Table of Contents

Class ImageExtractorConnectorConfiguration

Namespace
Datafication.Connectors.WebConnector.Connectors
Assembly
Datafication.WebConnector.dll

Configuration for the image extractor connector.

public class ImageExtractorConnectorConfiguration : WebConnectorConfigurationBase, IDataConnectorConfiguration
Inheritance
object
ImageExtractorConnectorConfiguration
Implements
Inherited Members

Remarks

This connector extracts image elements and their metadata from web pages. It supports filtering by size, extension, and can extract lazy-loaded images.

Properties

AllowedExtensions

Gets or sets file extensions to include.

public List<string> AllowedExtensions { get; set; }

Property Value

List<string>

Remarks

When not empty, only images with these extensions are included. Extensions should include the dot (e.g., ".jpg", ".png"). Case-insensitive matching.

[Location labeling records]
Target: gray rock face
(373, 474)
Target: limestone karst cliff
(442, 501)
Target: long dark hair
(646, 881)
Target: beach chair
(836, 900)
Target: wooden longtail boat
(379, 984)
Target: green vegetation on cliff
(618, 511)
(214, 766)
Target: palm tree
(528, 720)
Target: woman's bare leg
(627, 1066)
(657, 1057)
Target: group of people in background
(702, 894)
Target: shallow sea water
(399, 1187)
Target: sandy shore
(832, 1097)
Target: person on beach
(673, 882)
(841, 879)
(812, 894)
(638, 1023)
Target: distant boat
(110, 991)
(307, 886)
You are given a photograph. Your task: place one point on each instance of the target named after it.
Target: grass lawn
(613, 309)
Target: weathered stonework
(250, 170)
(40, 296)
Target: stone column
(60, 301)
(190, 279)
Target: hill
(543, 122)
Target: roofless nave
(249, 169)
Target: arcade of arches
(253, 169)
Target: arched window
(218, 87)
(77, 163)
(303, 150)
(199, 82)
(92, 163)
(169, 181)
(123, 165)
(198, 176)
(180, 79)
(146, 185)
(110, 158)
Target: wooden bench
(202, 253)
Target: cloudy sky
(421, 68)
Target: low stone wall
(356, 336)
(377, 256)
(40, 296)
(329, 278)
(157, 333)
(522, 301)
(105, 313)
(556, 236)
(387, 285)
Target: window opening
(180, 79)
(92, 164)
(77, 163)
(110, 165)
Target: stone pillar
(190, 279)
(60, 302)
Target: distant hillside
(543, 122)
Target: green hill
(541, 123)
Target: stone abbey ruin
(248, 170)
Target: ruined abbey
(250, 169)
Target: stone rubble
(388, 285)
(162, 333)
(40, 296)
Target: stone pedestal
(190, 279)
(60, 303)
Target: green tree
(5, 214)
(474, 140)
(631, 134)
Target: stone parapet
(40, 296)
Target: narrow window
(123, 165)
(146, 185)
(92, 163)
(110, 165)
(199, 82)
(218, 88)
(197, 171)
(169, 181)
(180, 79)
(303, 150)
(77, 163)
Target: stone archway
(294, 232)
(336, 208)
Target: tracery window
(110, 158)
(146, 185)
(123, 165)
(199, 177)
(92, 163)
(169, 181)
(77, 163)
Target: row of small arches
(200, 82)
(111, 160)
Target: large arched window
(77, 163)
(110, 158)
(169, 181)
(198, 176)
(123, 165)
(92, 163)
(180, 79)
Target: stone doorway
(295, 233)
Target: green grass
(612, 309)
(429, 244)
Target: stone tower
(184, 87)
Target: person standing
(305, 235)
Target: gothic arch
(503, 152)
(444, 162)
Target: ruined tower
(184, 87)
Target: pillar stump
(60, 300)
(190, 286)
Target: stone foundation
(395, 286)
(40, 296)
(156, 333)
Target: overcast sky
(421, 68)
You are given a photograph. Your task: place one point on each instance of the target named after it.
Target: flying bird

▶ WHAT YOU HAVE TO DO
Return the full ImageExtractorConnectorConfiguration documentation page word for word.

▶ OUTPUT
Table of Contents

Class ImageExtractorConnectorConfiguration

Namespace
Datafication.Connectors.WebConnector.Connectors
Assembly
Datafication.WebConnector.dll

Configuration for the image extractor connector.

public class ImageExtractorConnectorConfiguration : WebConnectorConfigurationBase, IDataConnectorConfiguration
Inheritance
object
ImageExtractorConnectorConfiguration
Implements
Inherited Members

Remarks

This connector extracts image elements and their metadata from web pages. It supports filtering by size, extension, and can extract lazy-loaded images.

Properties

AllowedExtensions

Gets or sets file extensions to include.

public List<string> AllowedExtensions { get; set; }

Property Value

List<string>

Remarks

When not empty, only images with these extensions are included. Extensions should include the dot (e.g., ".jpg", ".png"). Case-insensitive matching.